Christopher Rice: It’s a nice plug that you always do. But there was all these videos that I… Twitter and Facebook now do this auto play thing where it just starts playing automatically and you can’t stop it. And it was like these people found a rattlesnake in their laundry room. And I’m running away from the computer because I can’t stop it in time. All right. That’s my snake story of the week.

Eric Shaw Quinn: Okay. That’s enough snake stories. Any more wacky crime blotter?

Jan Burke: Well, I’ll give you a couple of just news stories I thought were… One was the headline from Wisconsin that the Wisconsin Supreme Court held a moment of silence for crooks and it turned out to be there was a…

Eric Shaw Quinn: Uh…okay. Because where would they be without crooks?

Marcia Clark: Exactly. I guess so. That’s true.

Eric Shaw Quinn: They’d have to go out of business.

Jan Burke: And it turned out to be there was a Justice Crooks, and the headline writer…

Christopher Rice: Had some fun.

Jan Burke: …had a little fun and left out the guy’s title.

Marcia Clark:  Yeah It’s almost too easy. That crime writer is a little too-

Jan Burke: And to me… Well, it’s a toss up here between the Nutella war at Costco and the Pope’s drinking water. But since we are short on time…

Eric Shaw Quinn: No, no. Nutella war?

Jan Burke: At the Burbank Costco, a 24-year-old man…

Christopher Rice: I had nothing to do with this…

Jan Burke: …punched a man in his seventies in the face because they were having Nutella on waffles as the little sample thing.

Eric Shaw Quinn: Oh, yeah. Tasty, I love that.

Jan Burke: And this guy, the 24-year-old, took three of the four remaining samples. And when the elderly man reached for the fourth one, grabbed his wrist and the elderly man had the nerve to say, “Hey, you know…”

Christopher Rice: You’re grabbing my wrist.

Jan Burke: Boom, gets decked.

Eric Shaw Quinn: And punched him out because he was unwilling to share.

Jan Burke: Right, right.

Christopher Rice: Now, in all fairness, if you ever had Nutella on a waffle, because it’s really good.

********

▶ Given task A:
In the podcast conversation above, echo the lines from "Eric Shaw Quinn: No, no." up to and including "I love that.".
▶ Given task B:
Using the podcast conversation, decide whether each statement agrees with it, answering yes or no and quoting the words that settle it: (i) The man who threw the punch at the Burbank Costco was 24 years old. (ii) The 24-year-old took all four of the remaining samples. (iii) The headline about the moment of silence came from Wisconsin.
▶ Given task C:
Pick up the podcast conversation after its final line and continue it.
The material that follows is separate from the conversation above.

▶ Stored data:
********

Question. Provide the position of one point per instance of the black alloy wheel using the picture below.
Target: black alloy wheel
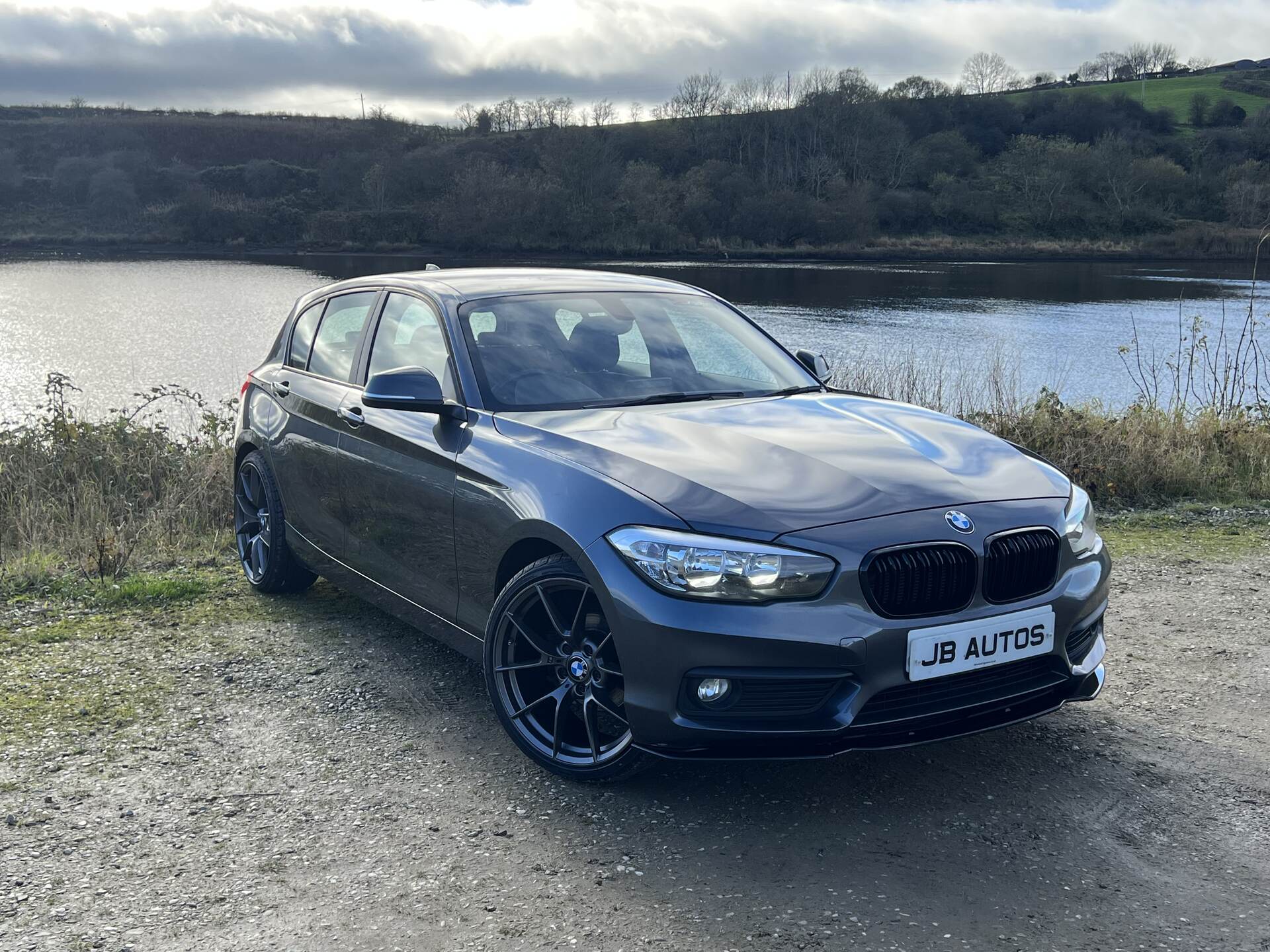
(259, 531)
(554, 676)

********

▶ Task answer A:
Eric Shaw Quinn: No, no. Nutella war?

Jan Burke: At the Burbank Costco, a 24-year-old man…

Christopher Rice: I had nothing to do with this…

Jan Burke: …punched a man in his seventies in the face because they were having Nutella on waffles as the little sample thing.

Eric Shaw Quinn: Oh, yeah. Tasty, I love that.

▶ Task answer B:
(i) Yes: "At the Burbank Costco, a 24-year-old man…"
(ii) No: "took three of the four remaining samples."
(iii) Yes: "the headline from Wisconsin."

▶ Task answer C:
Marcia Clark: Is it really good?

Eric Shaw Quinn: Yeah, it is really good. I’m not sure if it’s punching in the face good, but-

Marcia Clark: I think it’s all different now.

Eric Shaw Quinn: It’s so good. That could be their new tagline. It’s so good you’ll punch somebody in the face for another bite.

Jan Burke: Maybe during the 11 years this guy may spend in prison for doing that, they’ll serve him some.

Christopher Rice: Is that what we think? Will it be 11 years, you think?

Jan Burke: Up to, could. Cause it’s a little elder abuse.

Eric Shaw Quinn: Then he can be the official Nutella spokesperson, this man would go to prison for 11 years for Nutella. Okay. So what’s the other one?

Jan Burke: The final one is that a congressman swiped the Pope’s water glass after the Pope spoke…

Eric Shaw Quinn: Do we know which congressman?

Marcia Clark: Congressman Brady, it would have to be Democrat, in New Jersey.

Eric Shaw Quinn: Because that’s the big divide.

Jan Burke: He’s apparently a devout Catholic and was so excited he watched the Pope drink from this glass and then apparently hurried up and took the glass with him and took it back to his office.

Eric Shaw Quinn: Did John Boehner punch him in the face?

Jan Burke: I wondered if John Boehner’s tears might have been in there as well, but that would’ve really-

Christopher Rice: The tears of a clown. Well, you know what? I understand. My grandmother did a similar thing when we were on a plane with Mother Teresa. Yeah.

Eric Shaw Quinn: She took her drinking glass?

Christopher Rice: No, Mother Teresa got up to use the lav, and when she finished my grandmother-

Eric Shaw Quinn: Where is this going?

Christopher Rice: Made a beeline for the lavatory as if being the first one on that toilet right after Mother Teresa was going to be an important thing.

Eric Shaw Quinn: Bless my bottom.

Christopher Rice: And my grandmother is not Catholic by any means, but Mother Teresa, she cuts across all barriers.

Eric Shaw Quinn: She’s very popular.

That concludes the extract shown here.